The lines from the one containing "On this screen, the dark" through the final line of the data below must be written out exactly, both included, and nothing more.

Saved entries:
---*---

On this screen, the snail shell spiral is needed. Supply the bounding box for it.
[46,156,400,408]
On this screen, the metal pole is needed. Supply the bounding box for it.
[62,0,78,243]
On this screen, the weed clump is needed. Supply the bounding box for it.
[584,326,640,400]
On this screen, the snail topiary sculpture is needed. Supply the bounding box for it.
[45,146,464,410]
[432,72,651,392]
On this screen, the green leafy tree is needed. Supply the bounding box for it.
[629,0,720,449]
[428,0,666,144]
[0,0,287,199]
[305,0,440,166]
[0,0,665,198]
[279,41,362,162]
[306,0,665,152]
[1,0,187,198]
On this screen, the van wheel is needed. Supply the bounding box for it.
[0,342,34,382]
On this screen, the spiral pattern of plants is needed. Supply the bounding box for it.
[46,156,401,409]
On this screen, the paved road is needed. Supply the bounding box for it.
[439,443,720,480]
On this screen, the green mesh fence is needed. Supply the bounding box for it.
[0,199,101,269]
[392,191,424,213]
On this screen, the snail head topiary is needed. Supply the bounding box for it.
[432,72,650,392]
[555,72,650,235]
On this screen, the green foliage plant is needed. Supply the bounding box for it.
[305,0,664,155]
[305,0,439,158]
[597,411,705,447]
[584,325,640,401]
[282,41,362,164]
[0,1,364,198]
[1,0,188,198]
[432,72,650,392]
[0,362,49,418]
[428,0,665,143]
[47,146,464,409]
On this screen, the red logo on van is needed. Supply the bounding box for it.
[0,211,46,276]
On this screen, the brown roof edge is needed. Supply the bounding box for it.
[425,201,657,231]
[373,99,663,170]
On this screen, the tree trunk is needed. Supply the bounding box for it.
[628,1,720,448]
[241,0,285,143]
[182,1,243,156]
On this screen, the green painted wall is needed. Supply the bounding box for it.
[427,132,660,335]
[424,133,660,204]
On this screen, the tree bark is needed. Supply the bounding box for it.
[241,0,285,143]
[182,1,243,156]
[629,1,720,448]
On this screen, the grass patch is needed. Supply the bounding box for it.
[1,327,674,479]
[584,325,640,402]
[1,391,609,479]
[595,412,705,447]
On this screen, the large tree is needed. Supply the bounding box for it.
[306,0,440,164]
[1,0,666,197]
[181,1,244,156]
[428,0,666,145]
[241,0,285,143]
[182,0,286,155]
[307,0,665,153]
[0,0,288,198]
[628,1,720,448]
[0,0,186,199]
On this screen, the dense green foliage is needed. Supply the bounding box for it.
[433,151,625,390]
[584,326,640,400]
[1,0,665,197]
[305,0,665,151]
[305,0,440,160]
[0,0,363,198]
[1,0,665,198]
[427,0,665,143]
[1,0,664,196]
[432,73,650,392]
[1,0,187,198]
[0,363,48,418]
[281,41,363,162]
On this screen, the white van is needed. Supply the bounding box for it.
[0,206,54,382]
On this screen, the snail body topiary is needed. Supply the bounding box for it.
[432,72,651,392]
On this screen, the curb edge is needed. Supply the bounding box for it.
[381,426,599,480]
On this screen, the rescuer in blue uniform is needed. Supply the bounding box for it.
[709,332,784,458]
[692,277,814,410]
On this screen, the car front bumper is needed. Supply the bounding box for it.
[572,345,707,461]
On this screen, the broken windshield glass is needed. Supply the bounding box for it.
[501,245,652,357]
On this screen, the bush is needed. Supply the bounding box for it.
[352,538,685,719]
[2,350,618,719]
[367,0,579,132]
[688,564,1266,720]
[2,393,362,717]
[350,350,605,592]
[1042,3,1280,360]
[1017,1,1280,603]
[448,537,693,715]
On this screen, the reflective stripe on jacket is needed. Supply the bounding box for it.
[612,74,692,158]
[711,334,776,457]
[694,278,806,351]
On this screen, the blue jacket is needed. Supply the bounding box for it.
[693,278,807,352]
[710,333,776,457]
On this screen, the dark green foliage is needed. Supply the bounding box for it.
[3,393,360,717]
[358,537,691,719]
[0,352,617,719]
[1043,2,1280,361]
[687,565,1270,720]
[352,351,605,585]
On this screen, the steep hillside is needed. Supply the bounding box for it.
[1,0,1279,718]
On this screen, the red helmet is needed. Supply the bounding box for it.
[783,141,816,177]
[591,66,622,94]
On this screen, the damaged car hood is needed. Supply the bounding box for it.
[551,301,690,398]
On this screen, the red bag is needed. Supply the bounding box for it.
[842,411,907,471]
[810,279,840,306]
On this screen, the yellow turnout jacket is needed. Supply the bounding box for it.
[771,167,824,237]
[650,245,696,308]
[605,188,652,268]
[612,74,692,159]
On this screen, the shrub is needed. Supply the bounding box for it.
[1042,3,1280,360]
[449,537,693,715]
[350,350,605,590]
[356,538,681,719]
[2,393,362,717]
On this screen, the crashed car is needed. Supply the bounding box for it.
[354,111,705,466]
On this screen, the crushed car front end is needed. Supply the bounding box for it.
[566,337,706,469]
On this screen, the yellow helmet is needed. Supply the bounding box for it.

---*---

Task result:
On this screen, the dark green foliage is needed. Supply the bounding box for it.
[3,393,360,717]
[358,537,691,719]
[0,352,617,719]
[1043,2,1280,361]
[687,565,1270,720]
[352,351,605,585]
On this screen, the steep hillside is needed. Supply the bounding box for it.
[1,0,1279,718]
On this screen, the red helmet is needed. Supply the bounding box for it.
[783,141,816,177]
[591,66,622,94]
On this screen, the damaged car hood is needed. Supply the bounding box for it.
[551,301,690,398]
On this screen, the red bag is needed. Supply the bounding box for it.
[842,411,907,471]
[810,279,840,306]
On this screen, the yellow turnout jacket is needed. Supply the bounding box for it.
[771,167,824,237]
[650,245,696,308]
[605,188,652,268]
[612,74,692,159]
On this screen, the shrub is needed. Supply the bounding box for it.
[1042,3,1280,360]
[449,537,693,715]
[350,350,605,590]
[356,538,681,719]
[2,393,362,717]
On this screen, the crashed car is needed. Supply the bounding box for it.
[354,111,705,466]
On this screen, the crushed car front end is needed. Supply the bounding box for it.
[566,337,706,469]
On this screen, the yellow helmet is needed. Supply the bounding box for it.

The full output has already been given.